■ WORK INSTRUCTIONS
Every line of the data should be retyped with no difference from the original.

__________________________________________________

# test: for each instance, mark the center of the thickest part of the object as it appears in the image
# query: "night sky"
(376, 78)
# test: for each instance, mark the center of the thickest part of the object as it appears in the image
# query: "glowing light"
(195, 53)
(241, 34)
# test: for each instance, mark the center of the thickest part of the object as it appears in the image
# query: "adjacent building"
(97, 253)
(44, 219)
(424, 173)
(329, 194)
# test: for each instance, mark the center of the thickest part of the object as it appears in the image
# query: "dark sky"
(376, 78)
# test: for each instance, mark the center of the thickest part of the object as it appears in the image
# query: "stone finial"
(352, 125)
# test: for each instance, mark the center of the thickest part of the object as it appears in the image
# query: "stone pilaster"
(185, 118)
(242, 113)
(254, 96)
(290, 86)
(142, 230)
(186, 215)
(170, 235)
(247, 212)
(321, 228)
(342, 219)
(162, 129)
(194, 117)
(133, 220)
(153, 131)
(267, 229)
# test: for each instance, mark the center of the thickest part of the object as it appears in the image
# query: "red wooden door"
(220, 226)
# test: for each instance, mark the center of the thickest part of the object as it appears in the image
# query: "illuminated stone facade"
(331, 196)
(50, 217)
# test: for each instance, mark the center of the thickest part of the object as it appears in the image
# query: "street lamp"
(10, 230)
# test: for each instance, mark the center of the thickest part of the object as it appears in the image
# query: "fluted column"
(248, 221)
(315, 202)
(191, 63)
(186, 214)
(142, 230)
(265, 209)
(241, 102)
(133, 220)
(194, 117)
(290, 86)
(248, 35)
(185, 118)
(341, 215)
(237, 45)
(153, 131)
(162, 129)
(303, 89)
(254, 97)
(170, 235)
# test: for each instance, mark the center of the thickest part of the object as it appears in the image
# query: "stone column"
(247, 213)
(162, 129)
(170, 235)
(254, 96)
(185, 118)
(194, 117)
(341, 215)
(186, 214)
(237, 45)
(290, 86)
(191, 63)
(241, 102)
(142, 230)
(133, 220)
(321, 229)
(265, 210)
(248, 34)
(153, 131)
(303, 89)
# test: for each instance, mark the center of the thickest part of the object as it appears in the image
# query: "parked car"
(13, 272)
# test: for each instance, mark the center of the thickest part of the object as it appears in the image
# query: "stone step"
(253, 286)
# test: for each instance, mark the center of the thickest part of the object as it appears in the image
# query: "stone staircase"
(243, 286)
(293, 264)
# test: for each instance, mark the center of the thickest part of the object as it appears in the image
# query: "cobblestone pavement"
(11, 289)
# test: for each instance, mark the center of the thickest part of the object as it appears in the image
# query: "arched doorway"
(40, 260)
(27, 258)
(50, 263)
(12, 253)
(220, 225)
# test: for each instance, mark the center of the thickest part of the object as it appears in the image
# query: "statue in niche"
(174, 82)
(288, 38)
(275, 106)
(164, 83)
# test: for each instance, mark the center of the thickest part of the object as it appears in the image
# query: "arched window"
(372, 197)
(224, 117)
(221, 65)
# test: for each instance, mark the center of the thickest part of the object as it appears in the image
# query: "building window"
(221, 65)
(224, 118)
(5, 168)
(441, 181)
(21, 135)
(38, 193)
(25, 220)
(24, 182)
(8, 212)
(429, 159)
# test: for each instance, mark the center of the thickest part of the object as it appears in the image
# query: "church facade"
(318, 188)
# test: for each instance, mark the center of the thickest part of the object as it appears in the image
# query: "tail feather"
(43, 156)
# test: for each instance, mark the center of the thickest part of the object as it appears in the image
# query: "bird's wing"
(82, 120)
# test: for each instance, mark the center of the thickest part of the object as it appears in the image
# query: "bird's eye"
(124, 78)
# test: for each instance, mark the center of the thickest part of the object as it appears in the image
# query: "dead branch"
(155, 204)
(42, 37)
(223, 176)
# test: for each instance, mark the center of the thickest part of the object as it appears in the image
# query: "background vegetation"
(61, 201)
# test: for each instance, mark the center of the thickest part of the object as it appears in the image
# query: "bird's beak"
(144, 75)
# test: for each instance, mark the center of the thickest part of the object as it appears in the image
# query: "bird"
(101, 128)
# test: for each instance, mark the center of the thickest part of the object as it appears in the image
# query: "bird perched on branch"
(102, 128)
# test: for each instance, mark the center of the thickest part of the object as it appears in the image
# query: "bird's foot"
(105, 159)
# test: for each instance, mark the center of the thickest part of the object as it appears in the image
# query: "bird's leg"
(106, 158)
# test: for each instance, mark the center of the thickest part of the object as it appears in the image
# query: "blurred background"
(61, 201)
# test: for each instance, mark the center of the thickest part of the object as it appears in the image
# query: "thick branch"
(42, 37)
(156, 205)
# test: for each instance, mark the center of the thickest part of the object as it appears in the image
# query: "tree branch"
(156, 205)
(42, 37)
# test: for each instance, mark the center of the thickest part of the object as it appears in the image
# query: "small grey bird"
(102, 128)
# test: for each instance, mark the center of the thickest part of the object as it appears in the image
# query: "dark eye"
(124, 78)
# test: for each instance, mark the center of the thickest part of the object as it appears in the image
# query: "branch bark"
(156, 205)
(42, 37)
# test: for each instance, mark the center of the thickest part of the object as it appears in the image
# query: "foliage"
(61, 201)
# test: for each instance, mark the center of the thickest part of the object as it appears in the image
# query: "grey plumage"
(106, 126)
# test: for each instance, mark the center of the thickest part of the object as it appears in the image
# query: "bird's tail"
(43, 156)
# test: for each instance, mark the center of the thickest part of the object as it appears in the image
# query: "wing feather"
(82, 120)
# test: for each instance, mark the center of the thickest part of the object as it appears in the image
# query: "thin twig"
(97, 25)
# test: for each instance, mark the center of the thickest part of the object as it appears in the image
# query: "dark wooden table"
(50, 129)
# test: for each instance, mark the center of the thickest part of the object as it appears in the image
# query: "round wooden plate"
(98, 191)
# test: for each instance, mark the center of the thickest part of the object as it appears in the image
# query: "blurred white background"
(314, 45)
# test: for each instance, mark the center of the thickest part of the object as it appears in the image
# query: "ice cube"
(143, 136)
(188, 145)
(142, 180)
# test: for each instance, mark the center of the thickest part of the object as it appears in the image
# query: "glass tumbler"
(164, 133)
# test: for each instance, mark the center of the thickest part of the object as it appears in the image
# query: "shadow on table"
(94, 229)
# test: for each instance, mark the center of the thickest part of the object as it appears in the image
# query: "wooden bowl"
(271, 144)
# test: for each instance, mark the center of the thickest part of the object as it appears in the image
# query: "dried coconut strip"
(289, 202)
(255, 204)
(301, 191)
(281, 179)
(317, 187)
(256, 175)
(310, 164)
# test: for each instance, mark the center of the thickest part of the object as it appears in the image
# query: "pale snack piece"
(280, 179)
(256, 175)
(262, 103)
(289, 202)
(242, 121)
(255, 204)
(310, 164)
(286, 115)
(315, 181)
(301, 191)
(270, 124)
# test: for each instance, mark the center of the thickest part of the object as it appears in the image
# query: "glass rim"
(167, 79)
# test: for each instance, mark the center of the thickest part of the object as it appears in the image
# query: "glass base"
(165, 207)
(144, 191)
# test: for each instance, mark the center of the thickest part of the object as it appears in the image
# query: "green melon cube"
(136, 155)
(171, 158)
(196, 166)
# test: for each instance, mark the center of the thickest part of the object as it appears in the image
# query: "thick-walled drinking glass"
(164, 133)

__________________________________________________

■ OUTPUT
# test: for each instance, mark the center of the thickest part of the object as it appears in the image
# query: "night sky"
(376, 78)
# test: for each instance, mark the center of the thickest part of the object as it appears in the image
# query: "glowing light"
(195, 53)
(241, 34)
# test: for each instance, mark the center of the thickest part of the object as it appears in the image
# query: "adjacent building"
(97, 253)
(44, 219)
(424, 173)
(329, 194)
# test: for each instance, mark the center of the thickest part of the object as it appears in the image
# query: "dark sky"
(376, 78)
# test: for each instance, mark the center of the thickest part of the object as it appears in the image
# query: "stone finial"
(352, 125)
# test: for each instance, mark the center of the thickest part of the object as it appears in the image
# query: "stone pilaster"
(185, 118)
(242, 113)
(254, 96)
(290, 86)
(142, 230)
(186, 215)
(170, 235)
(247, 212)
(321, 228)
(342, 219)
(162, 129)
(194, 117)
(133, 220)
(153, 131)
(267, 229)
# test: for each instance, mark the center of the thickest part of the object as it appears in the image
# query: "red wooden door"
(220, 226)
# test: for each instance, mark the center of the thickest part of the object as it appears in the image
# query: "illuminated stone facade"
(331, 196)
(50, 217)
# test: for each instance, mark the center of the thickest part of the object as it appears in the image
# query: "street lamp"
(10, 230)
# test: for each instance, mark the center of the thickest part of the object as it appears in the image
# query: "fluted column"
(248, 221)
(315, 202)
(191, 63)
(186, 214)
(142, 230)
(265, 209)
(241, 102)
(133, 220)
(194, 117)
(290, 86)
(248, 35)
(185, 118)
(341, 215)
(237, 45)
(153, 131)
(162, 129)
(303, 89)
(254, 97)
(170, 235)
# test: for each instance, mark the center of the thickest part of the object as it appears in the image
# query: "stone column"
(247, 213)
(162, 129)
(170, 235)
(254, 96)
(185, 118)
(194, 117)
(341, 215)
(186, 214)
(237, 45)
(290, 86)
(191, 63)
(241, 102)
(142, 230)
(133, 220)
(321, 229)
(265, 210)
(248, 34)
(153, 131)
(303, 89)
# test: for each instance, mark the center of the thickest part of the object as it appears in the image
# query: "parked car"
(13, 272)
# test: for each instance, mark the center of the thickest part of the object as it appears in the image
# query: "stone step"
(253, 286)
# test: for each instance, mark the center of the thickest part of the object as it appears in the image
# query: "stone staircase"
(243, 286)
(293, 264)
# test: for each instance, mark the center of the thickest part of the object as it appears in the image
# query: "cobblestone pavement"
(11, 289)
# test: for each instance, mark the center of the thickest part of the object as it appears in the image
# query: "arched doorway"
(40, 260)
(27, 258)
(50, 263)
(12, 253)
(220, 225)
# test: for each instance, mark the center of the thickest part of the object as it appears in the image
# query: "statue in niche"
(174, 82)
(288, 38)
(275, 106)
(164, 83)
# test: for each instance, mark the center of the thickest part of the object as it appears in the image
# query: "arched window"
(372, 197)
(224, 117)
(221, 65)
# test: for each instance, mark the center of the thickest part of the object as it appears in the image
# query: "building window"
(221, 65)
(224, 118)
(5, 168)
(441, 181)
(21, 135)
(38, 193)
(25, 220)
(24, 182)
(8, 212)
(429, 159)
# test: for each instance, mark the center of the thickest part of the object as it appears in the image
# query: "church facade"
(318, 188)
# test: for each instance, mark the center of the thickest part of the object as it appears in the image
# query: "tail feather"
(43, 156)
# test: for each instance, mark the center of the thickest part of the object as it appears in the image
# query: "bird's wing"
(82, 120)
# test: for each instance, mark the center of the thickest part of the object as it appears in the image
# query: "bird's eye"
(124, 78)
# test: for each instance, mark the center of the thickest part of the object as it appears in the image
# query: "dead branch"
(155, 204)
(42, 37)
(223, 176)
# test: for each instance, mark the center of the thickest part of the object as it appears in the image
# query: "background vegetation"
(61, 201)
# test: for each instance, mark the center of the thickest part of the object as it appears in the image
# query: "bird's beak"
(144, 75)
# test: for each instance, mark the center of the thickest part of the object as it appears in the image
# query: "bird"
(101, 128)
# test: for each instance, mark the center of the thickest part of the object as it appears in the image
# query: "bird perched on branch"
(102, 128)
# test: for each instance, mark the center of the thickest part of the object as it appears in the image
# query: "bird's foot"
(105, 159)
# test: for each instance, mark the center of the thickest part of the object as it appears in the image
# query: "bird's leg"
(106, 158)
# test: for each instance, mark the center of the thickest part of the object as it appears in the image
# query: "blurred background"
(61, 201)
# test: for each instance, mark the center of the thickest part of the object as it appears in the image
# query: "thick branch"
(42, 37)
(156, 205)
# test: for each instance, mark the center of the thickest part of the object as it appears in the image
# query: "tree branch"
(156, 205)
(42, 37)
# test: for each instance, mark the center of the thickest part of the object as it appears in the image
# query: "small grey bird"
(102, 128)
# test: for each instance, mark the center of the thickest part of the object as it appears in the image
# query: "dark eye"
(124, 78)
# test: for each instance, mark the center of the thickest part of the object as it appears in the image
# query: "branch bark"
(156, 205)
(42, 37)
# test: for each instance, mark the center of the thickest part of the object as it appears in the image
# query: "foliage"
(61, 201)
# test: for each instance, mark the center of the thickest part of the object as it appears in the image
# query: "grey plumage"
(106, 126)
# test: for each instance, mark the center of the thickest part of the object as it appears in the image
# query: "bird's tail"
(43, 156)
# test: for each instance, mark the center of the thickest part of the object as it appears in the image
# query: "wing feather"
(82, 120)
# test: for each instance, mark the center of the thickest part of the object as it appears in the image
# query: "thin twig"
(97, 25)
# test: for each instance, mark the center of the thickest part of the object as it appears in the image
# query: "dark wooden table"
(50, 129)
# test: for each instance, mark the center of the thickest part of the object as it appears in the image
# query: "round wooden plate"
(98, 191)
# test: for each instance, mark the center of the thickest part of the object as it appears in the image
# query: "blurred white background"
(314, 45)
# test: for each instance, mark the center of the thickest part of the object as it appears in the image
# query: "ice cube"
(143, 136)
(188, 145)
(142, 180)
# test: for each instance, mark the center of the thickest part of the object as it appears in the image
# query: "glass tumbler"
(164, 133)
# test: for each instance, mark the center of the thickest part of the object as it appears in the image
# query: "shadow on table"
(94, 229)
# test: for each instance, mark the center of the thickest part of the object as it appears in the image
# query: "wooden bowl"
(271, 144)
# test: for each instance, mark the center of the thickest part of the object as it appears in the image
# query: "dried coconut strip"
(289, 202)
(255, 204)
(301, 191)
(281, 179)
(317, 187)
(256, 175)
(310, 164)
# test: for each instance, mark the center of the thickest part of the object as it appears in the image
# query: "pale snack piece"
(280, 179)
(256, 175)
(262, 103)
(289, 202)
(242, 121)
(255, 204)
(310, 164)
(286, 115)
(315, 181)
(301, 191)
(270, 124)
# test: for each instance, mark the center of the thickest part of the object as it appears in the image
# query: "glass rim"
(167, 79)
# test: for each instance, mark the center of the thickest part of the object as it appears in the image
# query: "glass base"
(165, 207)
(144, 191)
# test: for each instance, mark the center of the thickest part of the object as it appears in the image
# query: "green melon cube"
(136, 155)
(171, 158)
(196, 166)
# test: for each instance, mark the center of the thickest part of the object as it appears in the image
# query: "thick-walled drinking glass"
(164, 133)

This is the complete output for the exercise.